__Work to complete__
Using the entries below, return word for word the lines from the one containing "Exercise. Put one marker on every instance of the red velvet" up to and including the last.

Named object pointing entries
-------
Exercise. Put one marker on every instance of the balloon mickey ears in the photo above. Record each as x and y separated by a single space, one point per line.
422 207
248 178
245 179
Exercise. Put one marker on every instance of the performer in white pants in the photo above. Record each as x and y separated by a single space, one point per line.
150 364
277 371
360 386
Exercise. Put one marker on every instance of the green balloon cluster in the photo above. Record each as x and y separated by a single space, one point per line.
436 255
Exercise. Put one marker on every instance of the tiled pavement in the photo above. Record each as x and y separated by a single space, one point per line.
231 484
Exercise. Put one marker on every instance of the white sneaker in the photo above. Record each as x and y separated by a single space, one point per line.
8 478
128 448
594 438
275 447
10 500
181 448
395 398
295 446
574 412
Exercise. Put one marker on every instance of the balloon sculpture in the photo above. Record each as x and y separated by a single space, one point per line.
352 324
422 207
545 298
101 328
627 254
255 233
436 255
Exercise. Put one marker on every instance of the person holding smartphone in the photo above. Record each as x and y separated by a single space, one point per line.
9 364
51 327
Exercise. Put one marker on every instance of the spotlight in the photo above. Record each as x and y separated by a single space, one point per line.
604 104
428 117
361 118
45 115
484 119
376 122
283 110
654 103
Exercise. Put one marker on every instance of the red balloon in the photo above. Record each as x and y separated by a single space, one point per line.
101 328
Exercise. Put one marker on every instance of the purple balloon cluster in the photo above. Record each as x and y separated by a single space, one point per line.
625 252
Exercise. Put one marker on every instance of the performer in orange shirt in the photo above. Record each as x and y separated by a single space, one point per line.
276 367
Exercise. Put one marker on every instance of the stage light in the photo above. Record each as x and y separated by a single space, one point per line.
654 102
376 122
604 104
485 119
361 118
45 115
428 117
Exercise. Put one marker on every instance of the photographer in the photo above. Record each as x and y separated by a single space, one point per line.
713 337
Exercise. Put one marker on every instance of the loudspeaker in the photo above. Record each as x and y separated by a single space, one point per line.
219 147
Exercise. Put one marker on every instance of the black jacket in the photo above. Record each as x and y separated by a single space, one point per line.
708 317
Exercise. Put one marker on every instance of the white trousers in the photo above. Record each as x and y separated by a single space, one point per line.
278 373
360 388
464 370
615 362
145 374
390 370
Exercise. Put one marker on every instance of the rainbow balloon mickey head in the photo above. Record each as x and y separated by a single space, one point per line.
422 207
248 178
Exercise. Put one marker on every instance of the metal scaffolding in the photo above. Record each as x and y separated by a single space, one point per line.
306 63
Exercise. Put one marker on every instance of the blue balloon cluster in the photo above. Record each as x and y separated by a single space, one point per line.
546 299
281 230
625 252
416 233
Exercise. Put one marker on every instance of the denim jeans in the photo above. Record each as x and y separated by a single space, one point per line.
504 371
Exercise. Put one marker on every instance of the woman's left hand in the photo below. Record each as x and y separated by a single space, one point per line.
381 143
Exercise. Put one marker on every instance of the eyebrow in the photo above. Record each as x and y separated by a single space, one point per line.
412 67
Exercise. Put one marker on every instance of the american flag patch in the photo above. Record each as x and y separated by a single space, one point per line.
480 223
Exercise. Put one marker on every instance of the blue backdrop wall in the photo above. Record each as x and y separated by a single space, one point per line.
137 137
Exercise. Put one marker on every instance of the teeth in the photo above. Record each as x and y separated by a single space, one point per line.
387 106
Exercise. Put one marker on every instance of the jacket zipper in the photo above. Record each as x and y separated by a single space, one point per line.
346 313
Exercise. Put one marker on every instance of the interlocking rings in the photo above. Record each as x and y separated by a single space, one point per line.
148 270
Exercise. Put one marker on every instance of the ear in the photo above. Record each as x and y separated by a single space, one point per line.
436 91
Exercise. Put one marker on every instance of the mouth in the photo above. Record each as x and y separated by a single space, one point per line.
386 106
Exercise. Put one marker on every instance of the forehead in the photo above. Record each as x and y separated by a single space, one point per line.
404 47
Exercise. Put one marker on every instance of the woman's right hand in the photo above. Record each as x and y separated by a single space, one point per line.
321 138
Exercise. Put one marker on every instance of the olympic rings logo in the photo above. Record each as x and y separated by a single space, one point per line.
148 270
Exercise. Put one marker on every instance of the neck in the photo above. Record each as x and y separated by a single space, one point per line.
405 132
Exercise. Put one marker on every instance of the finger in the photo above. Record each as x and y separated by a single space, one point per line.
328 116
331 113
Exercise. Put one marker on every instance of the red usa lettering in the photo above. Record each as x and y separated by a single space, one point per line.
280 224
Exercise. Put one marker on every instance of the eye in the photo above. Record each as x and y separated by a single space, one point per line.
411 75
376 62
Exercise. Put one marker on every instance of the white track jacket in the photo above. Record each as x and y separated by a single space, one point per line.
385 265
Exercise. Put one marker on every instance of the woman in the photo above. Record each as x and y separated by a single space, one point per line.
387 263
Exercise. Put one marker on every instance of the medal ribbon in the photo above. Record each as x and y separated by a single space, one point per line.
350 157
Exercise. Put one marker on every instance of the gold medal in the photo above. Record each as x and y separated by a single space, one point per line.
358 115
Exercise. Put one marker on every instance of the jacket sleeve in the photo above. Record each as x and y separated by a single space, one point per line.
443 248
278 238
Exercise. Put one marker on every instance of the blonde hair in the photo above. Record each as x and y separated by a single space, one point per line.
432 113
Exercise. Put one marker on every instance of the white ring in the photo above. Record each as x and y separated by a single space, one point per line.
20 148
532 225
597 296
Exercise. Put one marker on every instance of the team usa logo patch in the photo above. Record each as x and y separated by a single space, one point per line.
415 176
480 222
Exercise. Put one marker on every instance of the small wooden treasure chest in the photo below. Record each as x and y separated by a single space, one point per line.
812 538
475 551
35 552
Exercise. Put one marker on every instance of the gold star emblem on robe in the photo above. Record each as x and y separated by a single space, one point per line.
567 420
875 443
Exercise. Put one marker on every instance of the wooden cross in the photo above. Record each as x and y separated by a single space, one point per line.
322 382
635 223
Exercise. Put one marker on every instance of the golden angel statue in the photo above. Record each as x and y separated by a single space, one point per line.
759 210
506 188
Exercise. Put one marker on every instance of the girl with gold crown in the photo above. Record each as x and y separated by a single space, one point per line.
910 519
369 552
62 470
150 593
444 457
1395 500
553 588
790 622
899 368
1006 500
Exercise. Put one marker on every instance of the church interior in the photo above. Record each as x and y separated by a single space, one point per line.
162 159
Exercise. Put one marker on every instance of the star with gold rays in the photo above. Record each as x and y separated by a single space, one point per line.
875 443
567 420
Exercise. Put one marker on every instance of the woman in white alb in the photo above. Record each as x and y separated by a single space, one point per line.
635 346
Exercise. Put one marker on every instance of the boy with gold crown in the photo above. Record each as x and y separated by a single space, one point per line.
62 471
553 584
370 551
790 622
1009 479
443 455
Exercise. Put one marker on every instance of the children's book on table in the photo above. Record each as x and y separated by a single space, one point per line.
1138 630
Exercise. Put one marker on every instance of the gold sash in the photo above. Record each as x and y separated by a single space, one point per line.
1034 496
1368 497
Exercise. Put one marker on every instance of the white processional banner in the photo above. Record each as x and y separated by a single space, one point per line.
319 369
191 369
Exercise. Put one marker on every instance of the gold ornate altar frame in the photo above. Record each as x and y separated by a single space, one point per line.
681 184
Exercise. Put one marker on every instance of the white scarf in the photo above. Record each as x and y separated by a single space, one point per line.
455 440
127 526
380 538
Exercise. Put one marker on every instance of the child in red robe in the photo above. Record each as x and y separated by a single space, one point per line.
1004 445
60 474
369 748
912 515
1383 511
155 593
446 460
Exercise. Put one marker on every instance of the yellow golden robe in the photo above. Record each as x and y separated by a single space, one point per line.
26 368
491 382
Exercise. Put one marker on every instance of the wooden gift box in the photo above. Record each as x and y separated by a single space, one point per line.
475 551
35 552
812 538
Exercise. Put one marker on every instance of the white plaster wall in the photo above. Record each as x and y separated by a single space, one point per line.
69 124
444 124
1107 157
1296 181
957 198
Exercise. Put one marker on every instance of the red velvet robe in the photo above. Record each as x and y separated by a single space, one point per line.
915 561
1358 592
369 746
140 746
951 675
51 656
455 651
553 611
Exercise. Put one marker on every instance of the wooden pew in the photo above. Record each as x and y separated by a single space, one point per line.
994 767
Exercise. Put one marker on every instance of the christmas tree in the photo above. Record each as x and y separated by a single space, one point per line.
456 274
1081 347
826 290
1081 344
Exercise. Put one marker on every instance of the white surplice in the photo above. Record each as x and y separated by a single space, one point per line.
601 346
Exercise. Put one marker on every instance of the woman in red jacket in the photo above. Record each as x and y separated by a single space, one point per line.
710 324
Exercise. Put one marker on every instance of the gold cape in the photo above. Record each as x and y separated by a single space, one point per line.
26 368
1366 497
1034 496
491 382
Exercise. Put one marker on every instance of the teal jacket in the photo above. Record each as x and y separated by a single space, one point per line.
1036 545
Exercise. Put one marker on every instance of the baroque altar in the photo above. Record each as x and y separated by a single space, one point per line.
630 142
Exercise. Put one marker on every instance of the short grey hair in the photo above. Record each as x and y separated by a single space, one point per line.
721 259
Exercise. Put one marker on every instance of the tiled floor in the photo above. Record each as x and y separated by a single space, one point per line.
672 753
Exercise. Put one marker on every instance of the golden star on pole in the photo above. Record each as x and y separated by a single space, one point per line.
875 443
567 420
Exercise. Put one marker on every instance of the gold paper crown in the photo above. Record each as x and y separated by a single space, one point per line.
-------
__Written answer__
Exercise. Put one marker on every instance of the red velvet robe in the photo above. Record each as x and y separated by a single space, one point per line.
915 561
1358 592
369 746
140 746
951 675
51 656
455 651
553 611
Exercise. Put one marker on every instance of the wooden pew in the photo above. Record each as x and y separated by a single space, one point per line.
994 767
Exercise. Put one marker on every instance of the christmas tree in the photo above. Record each as x and y separated by a single space, one point per line.
456 274
1081 347
826 290
1081 344
Exercise. Put one marker on every instance of the white surplice in the photo above. Record each as x and y separated by a single space, one point per line.
601 346
Exercise. Put one marker on every instance of the woman in red jacket in the photo above. Record each as x and y separated by a single space, one point per line.
710 324
Exercise. Put one marker on every instance of the gold cape in the photo above. Record each as x and y separated by a single space, one point per line.
26 368
1366 497
1034 496
491 382
Exercise. Put one marker on every instance of the teal jacket in the photo above. Record each as x and y separated by a single space, one point per line.
1036 545
Exercise. Put one marker on every instance of the baroque altar in the photo above. Record each as x and y separated by a single space, one point per line.
630 142
Exercise. Put one marker on every instance of the short grey hair in the photo above. Record each as x and y separated by a single space, one point per line.
721 259
Exercise. Put one marker on every instance of the tiled floor in the photo above. Record each as x and y separated by a single space, one point per line.
672 753
Exercise. Put one marker on every instance of the golden star on pole in the photo above. Record each as x and y separated by a single space, one point per line.
875 443
567 420
Exercise. Put one marker on every instance of the gold paper crown in the photo above. Record each as x and y separated by a single space, one point per line.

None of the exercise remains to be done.